* Short problem *
Which lines in the items below contain the word "gray"? List each of those lines in full.

* Entries supplied *
----
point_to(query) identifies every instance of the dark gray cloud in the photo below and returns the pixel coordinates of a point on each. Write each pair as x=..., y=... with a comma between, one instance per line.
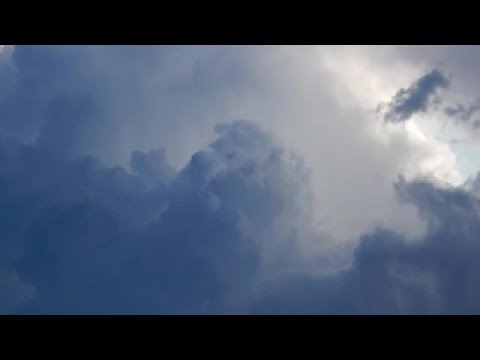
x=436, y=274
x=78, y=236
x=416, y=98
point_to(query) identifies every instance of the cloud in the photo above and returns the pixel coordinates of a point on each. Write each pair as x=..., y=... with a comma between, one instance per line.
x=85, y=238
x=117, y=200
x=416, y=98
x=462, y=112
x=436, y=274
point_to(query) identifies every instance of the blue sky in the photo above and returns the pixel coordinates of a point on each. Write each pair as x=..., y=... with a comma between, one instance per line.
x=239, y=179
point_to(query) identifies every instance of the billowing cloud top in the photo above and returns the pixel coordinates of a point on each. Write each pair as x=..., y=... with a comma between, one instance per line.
----
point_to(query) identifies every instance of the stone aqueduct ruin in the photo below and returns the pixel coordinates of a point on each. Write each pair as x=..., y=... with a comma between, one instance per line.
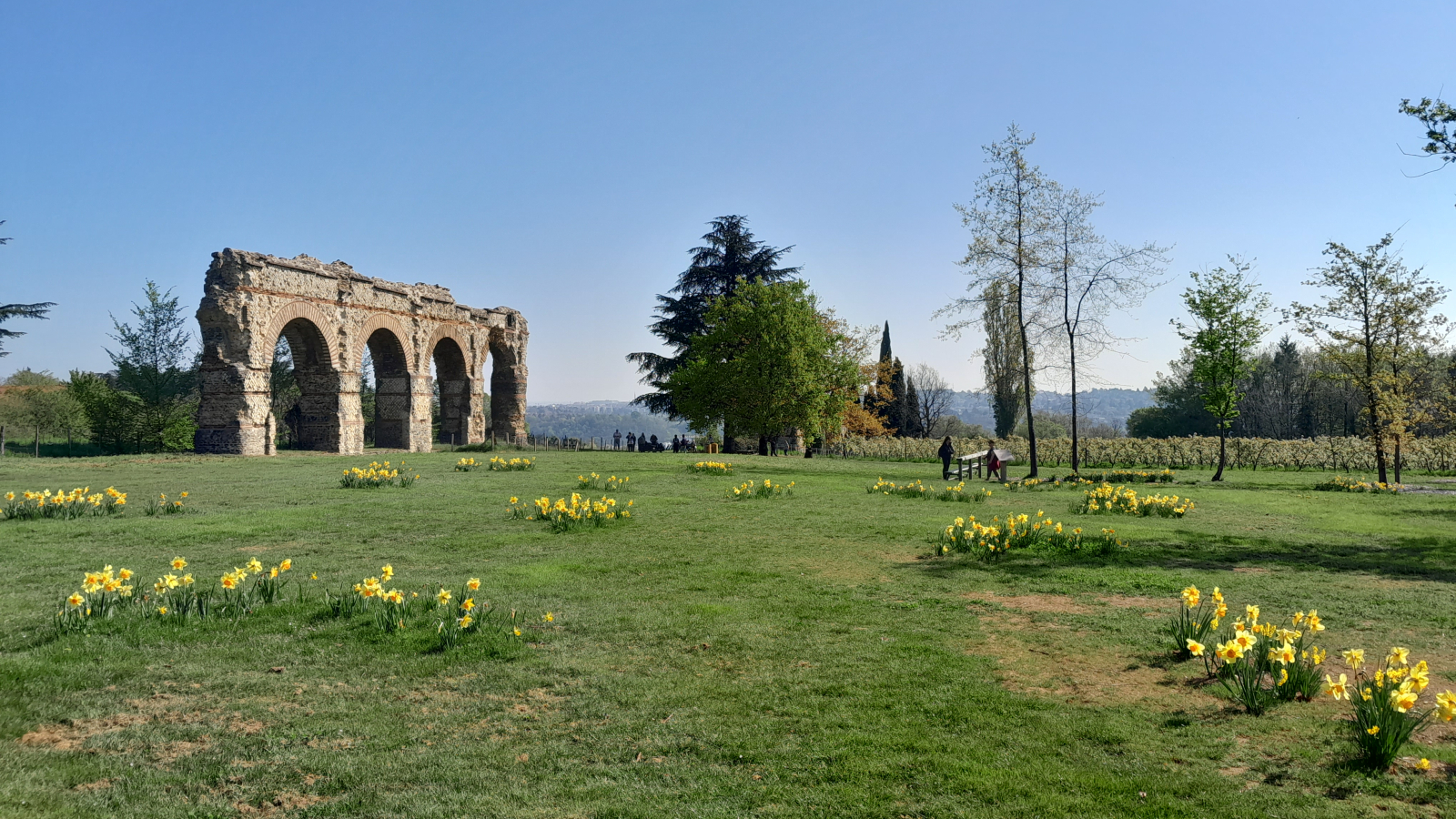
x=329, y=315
----
* Full response *
point_to(query) identifies every instance of the dark gray cloud in the photo below and returns the pixel coordinates of a point on each. Write each pair as x=..., y=... with a comma between, one instance per line.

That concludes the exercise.